→ QUOTED TEXT:
Yes, in the above code we sort the vector of vector according to difference of travel cost **(Travel cost to city A – Travel cost to city B)** in **descending order**.

So now we will send **first N/2 employees to city A** whose (A – B) difference is more and **rest N/2 to city B**.

So now we are actually sending all the employees to both the cities at **minimum cost** which was asked in the problem.

Hope this **Greedy Approach** is clear to you guys. We will discuss one more question in this post. So don’t feel if you can’t solve this problem. Just learn how to **approach** the problem and that’s how you will improve.

Now let’s move to our next Question.

**Leetcode 122 : Best Time to Buy and Sell Stock II**

Another Greedy algorithm problem Say you have an array price for which the **ith** element is the price of a given stock on **day i**.

Design an **algorithm** to find the **maximum profit**. You may complete as many transactions as you like (i.e., buy one and sell one share of the stock multiple times).**Note**: You may not engage in multiple transactions at the same time **(i.e., you must sell the stock before you buy again)**.**Example 1**:**Input**: [7,1,5,3,6,4]**Output**: 7**Explanation**: Buy on day 2 (price = 1) and sell on day 3 (price = 5), **profit = 5-1 = 4**.

→ RECORDS SHOWN:
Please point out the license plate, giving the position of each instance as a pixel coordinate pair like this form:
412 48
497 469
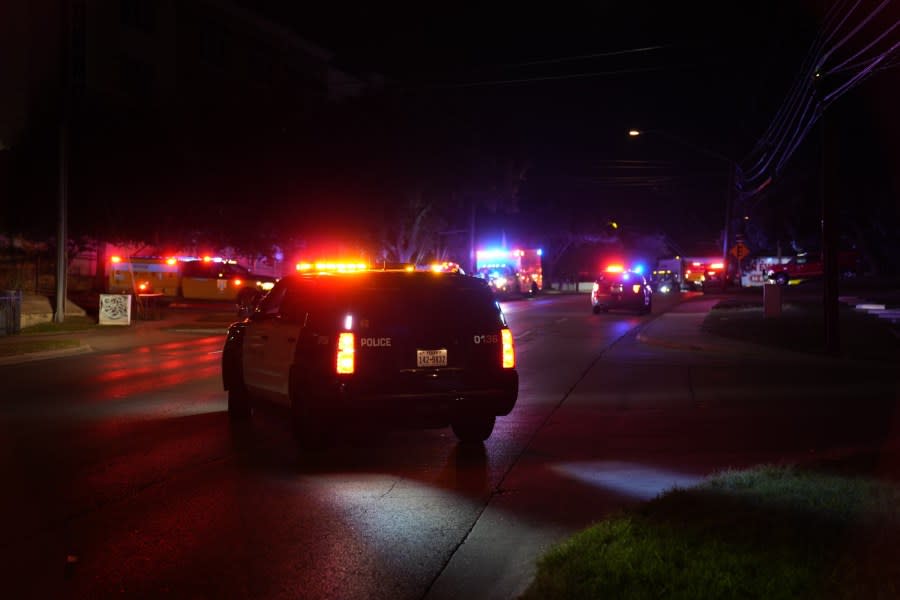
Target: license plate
431 358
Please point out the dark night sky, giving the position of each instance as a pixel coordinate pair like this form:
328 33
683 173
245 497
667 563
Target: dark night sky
561 85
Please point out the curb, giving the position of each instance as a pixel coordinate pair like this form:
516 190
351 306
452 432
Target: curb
48 354
201 330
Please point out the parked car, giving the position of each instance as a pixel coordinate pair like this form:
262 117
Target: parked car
621 289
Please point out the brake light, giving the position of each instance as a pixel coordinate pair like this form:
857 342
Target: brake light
345 356
509 352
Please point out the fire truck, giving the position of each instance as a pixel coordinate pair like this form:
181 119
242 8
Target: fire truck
191 278
511 272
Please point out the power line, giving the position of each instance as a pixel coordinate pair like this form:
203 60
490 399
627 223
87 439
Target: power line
550 61
552 77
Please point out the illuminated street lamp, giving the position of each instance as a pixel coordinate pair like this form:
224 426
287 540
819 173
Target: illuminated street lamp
733 181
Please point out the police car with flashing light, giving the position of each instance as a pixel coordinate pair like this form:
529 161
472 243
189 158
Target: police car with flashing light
619 288
403 347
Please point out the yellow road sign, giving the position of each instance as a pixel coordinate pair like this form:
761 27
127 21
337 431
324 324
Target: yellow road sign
740 251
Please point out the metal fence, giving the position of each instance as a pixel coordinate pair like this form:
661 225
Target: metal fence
10 311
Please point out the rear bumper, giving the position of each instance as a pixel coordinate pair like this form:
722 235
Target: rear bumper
416 396
617 301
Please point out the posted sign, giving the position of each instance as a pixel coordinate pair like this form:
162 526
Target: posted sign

→ DIRECTIONS:
(A) In the listing, begin at the line that has "Please point out the rear" and stop after the last line of the listing. Write those lines out again, swapping "posted sign" for "stop sign" and leaving everything else unchanged.
(B) Resume the greedy algorithms article after its last sentence and keep writing.
The greedy algorithms article and the listing are unrelated to each other.

→ EXERCISE RESULTS:
(A)
Please point out the rear bumper, giving the position of each instance as a pixel coordinate pair like this form:
722 235
Target: rear bumper
416 396
617 301
Please point out the stop sign, giving the position of each instance as a pixel coordinate pair like this form:
162 526
Target: stop sign

(B)
Then buy on day 4 (price = 3) and sell on day 5 (price = 6), **profit = 6-3 = 3**.**Example 2**:**Input**: [1,2,3,4,5]**Output**: 4**Explanation**: Buy on day 1 (price = 1) and sell on day 5 (price = 5), **profit = 5-1 = 4**.**NOTE** that you cannot buy on day 1, buy on day 2 and sell them later, as you are engaging **multiple transactions** at the same time. **You must sell before buying again**.**Example 3**:**Input**: [7,6,4,3,1]**Output**: 0**Explanation**: In this case, no transaction is done, i.e. **max profit = 0**.**Constraints:**

1 <= prices.length <= 3 * 10 ^ 4

0 <= prices[i] <= 10 ^ 4

**Analysis of Problem Statement**

You are given an array of prices where **ith** element is the price of a given stock on **day i**.

Like for example, if the price of one share of the stock is **Rs 5 on day 1** and its price is **Rs 7 on day 2**, so you can buy that share on day 1 and can sell it on day 2 to **earn Rs 2 profit.**

Here you are given an array list and you can **buy and sell **the share to earn profit. Now you have **design the algorithm** such that you can **maximum profit**.

Also you can one buy and sell one share **at a time**.

Let’s take an example,

Like in the above example, if you buy a share on **day 0** (7) and sell it on **day 1** (1), you have to suffer a loss. So it’s better not to buy share on day 0.

Now I think **problem statement** is clear, you have to buy and sell share to earn maximum profit.**Output of above example** : 7

In the above example, you can buy stock on **day 1** (1) and can sell it on **day 2** (5) to earn a **profit of 4** and similarly if you buy a stock on **day 3** (3) and sell it on **day 4** (6), you will earn a **profit of 3** from that share. So **maximum profit you can earn is (4 + 3 = 7)**.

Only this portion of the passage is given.